Please give back, exactly as written, only the line containing "detect shadowed hillside | bbox" and every line after it until the data below ends.

* **RECORDED DATA**:
- - -

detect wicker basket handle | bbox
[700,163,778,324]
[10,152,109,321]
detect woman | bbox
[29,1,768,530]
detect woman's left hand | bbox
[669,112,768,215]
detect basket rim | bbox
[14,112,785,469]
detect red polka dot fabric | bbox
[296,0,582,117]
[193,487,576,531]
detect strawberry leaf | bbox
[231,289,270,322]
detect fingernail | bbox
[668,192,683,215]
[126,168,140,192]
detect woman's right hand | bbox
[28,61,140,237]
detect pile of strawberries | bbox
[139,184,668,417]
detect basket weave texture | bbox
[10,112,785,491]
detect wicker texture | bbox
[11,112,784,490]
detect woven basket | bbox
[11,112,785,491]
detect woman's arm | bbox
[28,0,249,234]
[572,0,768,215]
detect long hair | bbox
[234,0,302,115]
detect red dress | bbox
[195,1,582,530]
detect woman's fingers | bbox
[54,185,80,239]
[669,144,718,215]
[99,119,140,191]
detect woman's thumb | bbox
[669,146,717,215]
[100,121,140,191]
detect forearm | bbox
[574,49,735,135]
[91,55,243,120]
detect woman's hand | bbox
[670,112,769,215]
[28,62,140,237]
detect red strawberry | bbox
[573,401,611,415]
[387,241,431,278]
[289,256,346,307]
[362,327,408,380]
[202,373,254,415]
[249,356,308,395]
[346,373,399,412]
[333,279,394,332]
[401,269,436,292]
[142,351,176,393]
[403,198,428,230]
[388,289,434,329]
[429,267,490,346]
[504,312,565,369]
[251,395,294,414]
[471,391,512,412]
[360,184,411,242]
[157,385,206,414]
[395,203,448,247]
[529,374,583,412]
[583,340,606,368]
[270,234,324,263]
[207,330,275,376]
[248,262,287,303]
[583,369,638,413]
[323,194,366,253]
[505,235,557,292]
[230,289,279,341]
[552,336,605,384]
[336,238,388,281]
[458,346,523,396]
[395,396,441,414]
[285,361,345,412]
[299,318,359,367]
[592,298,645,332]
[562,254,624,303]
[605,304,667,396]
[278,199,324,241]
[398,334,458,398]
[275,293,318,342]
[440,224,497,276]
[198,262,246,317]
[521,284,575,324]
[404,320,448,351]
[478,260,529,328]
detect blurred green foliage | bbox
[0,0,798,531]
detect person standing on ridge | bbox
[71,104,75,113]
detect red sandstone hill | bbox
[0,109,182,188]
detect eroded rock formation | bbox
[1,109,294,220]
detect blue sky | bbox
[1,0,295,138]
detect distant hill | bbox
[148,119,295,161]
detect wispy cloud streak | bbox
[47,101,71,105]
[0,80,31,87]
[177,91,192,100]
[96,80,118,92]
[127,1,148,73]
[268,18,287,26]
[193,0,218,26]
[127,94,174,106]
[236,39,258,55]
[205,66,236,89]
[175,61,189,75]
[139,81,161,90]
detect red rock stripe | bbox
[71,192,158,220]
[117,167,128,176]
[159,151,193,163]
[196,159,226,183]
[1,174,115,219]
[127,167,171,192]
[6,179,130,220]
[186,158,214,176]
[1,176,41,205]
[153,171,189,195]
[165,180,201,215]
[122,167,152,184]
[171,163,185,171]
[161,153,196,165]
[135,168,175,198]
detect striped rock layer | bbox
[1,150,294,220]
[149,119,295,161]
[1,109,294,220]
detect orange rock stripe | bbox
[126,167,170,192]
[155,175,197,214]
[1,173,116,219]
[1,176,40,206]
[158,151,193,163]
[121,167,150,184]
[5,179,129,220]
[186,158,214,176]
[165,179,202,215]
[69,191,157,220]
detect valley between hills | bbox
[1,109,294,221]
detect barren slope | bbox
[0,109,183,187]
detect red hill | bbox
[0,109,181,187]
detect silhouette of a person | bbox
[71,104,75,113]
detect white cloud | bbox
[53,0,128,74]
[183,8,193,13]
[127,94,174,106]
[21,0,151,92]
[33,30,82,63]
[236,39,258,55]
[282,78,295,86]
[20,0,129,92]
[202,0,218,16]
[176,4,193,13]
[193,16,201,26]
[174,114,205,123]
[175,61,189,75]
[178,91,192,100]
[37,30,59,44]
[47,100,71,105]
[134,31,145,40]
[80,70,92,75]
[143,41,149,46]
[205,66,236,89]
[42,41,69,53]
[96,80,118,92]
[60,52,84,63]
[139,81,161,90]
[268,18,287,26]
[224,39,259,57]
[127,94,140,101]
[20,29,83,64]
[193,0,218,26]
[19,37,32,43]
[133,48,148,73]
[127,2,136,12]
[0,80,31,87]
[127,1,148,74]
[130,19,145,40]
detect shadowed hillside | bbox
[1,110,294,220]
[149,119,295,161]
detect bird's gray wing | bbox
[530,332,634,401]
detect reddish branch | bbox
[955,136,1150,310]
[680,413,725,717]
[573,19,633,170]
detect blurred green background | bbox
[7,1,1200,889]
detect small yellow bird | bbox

- - -

* **TASK RESULT**:
detect shadowed hillside | bbox
[1,110,294,220]
[149,119,295,161]
detect bird's gray wing | bbox
[530,332,634,401]
detect reddish branch | bbox
[955,136,1150,310]
[680,413,725,717]
[573,19,633,170]
detect blurred green background | bbox
[7,1,1200,889]
detect small yellow bird | bbox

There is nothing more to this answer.